What is expected
Reproduce the material word for word, starting at the line that contains "point: woman ->" and stopping after the line that contains "Target: forehead". Both of those lines are included.

Data lines
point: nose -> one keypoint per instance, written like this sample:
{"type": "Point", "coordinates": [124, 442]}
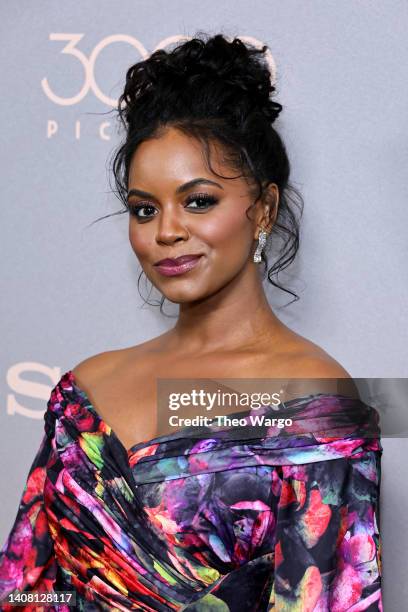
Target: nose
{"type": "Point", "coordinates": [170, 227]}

---

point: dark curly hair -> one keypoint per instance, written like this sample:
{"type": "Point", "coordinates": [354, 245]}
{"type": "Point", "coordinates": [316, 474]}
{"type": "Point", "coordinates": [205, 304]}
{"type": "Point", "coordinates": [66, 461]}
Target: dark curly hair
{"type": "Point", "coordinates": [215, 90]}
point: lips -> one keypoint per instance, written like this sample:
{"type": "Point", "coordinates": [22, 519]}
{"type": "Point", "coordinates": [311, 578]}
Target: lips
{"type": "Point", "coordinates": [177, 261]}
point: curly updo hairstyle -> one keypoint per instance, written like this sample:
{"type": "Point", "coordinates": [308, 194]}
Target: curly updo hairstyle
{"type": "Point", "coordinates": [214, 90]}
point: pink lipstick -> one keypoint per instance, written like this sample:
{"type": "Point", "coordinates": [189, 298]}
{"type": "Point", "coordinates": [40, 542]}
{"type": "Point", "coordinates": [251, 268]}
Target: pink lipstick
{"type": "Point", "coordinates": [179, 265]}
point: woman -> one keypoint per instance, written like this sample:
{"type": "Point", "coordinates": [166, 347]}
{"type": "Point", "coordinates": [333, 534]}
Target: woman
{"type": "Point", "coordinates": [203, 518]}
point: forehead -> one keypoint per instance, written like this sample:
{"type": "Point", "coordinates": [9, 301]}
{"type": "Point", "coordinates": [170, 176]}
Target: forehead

In response
point: woman -> one keypoint per instance, written like this sample:
{"type": "Point", "coordinates": [166, 347]}
{"type": "Point", "coordinates": [333, 534]}
Target: woman
{"type": "Point", "coordinates": [203, 518]}
point: forehead -> one keypoint per instance, written like this sample:
{"type": "Point", "coordinates": [9, 301]}
{"type": "Point", "coordinates": [170, 176]}
Target: forehead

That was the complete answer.